[Records to process Boundary: Start]

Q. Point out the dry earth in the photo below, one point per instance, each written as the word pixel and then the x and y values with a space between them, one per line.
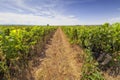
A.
pixel 61 62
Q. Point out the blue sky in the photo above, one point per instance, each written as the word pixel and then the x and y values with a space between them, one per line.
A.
pixel 59 12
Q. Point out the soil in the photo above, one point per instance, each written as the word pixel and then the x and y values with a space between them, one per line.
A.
pixel 61 61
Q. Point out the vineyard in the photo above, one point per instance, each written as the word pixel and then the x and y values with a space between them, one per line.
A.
pixel 71 52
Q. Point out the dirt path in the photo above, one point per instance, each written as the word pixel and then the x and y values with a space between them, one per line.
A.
pixel 60 62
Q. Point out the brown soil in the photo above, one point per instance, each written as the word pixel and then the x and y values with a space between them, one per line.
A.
pixel 61 61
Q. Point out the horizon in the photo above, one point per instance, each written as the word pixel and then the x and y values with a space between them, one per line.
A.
pixel 59 12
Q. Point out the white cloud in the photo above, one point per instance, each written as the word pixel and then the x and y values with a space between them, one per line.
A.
pixel 14 18
pixel 113 20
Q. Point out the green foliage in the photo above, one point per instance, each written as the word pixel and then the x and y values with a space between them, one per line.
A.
pixel 96 39
pixel 15 43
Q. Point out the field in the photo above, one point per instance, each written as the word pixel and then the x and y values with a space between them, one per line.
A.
pixel 60 52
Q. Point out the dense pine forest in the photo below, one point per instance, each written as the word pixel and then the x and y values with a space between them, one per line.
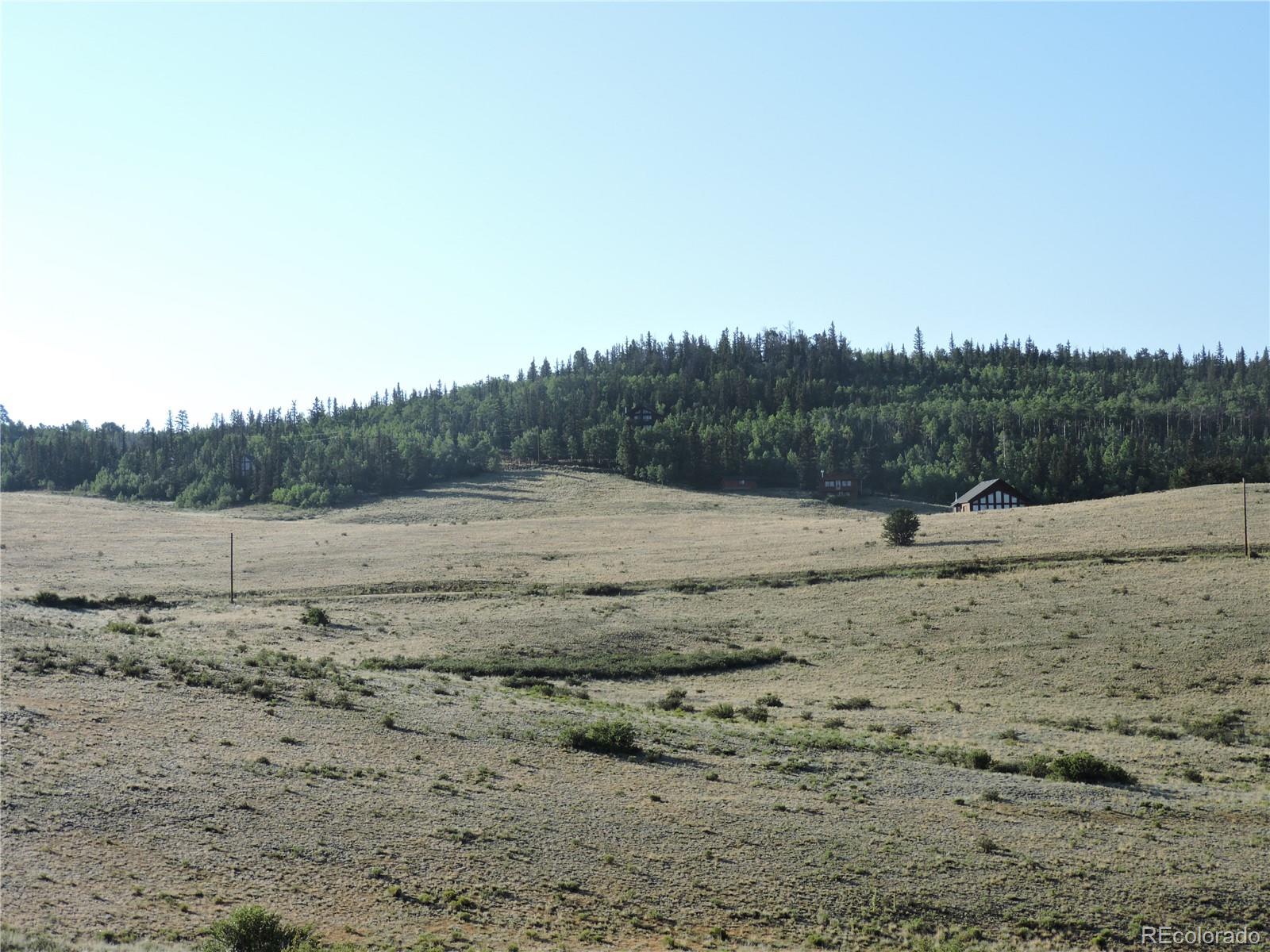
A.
pixel 922 423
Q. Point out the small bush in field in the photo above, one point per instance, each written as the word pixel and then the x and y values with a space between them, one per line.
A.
pixel 256 930
pixel 901 527
pixel 315 616
pixel 614 736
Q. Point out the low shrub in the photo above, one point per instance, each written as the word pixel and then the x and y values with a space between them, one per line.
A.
pixel 256 930
pixel 851 704
pixel 615 666
pixel 1083 767
pixel 606 736
pixel 313 615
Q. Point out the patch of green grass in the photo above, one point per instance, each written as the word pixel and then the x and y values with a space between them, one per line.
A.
pixel 1226 727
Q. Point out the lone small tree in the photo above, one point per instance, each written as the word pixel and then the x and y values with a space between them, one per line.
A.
pixel 899 528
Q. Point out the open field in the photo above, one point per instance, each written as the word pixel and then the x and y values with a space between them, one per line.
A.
pixel 381 778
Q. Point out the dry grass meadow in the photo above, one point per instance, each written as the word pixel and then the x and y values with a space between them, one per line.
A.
pixel 165 763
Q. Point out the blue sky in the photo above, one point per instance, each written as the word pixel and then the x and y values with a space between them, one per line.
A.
pixel 217 206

[Records to process Boundary: End]

- _Instructions to follow_: If a line in the data above includes the string "grass", copy it.

- _Response for this exercise_:
Q. Point out the patch of green grass in the photo above, one point per instance, each written as the word pixel and then the x and y values with a space between them, one per line.
Q. Point out the dry grass meadow in the photo above, one point per instance, each written as the word pixel and then the x and y values with a space between them, one per line.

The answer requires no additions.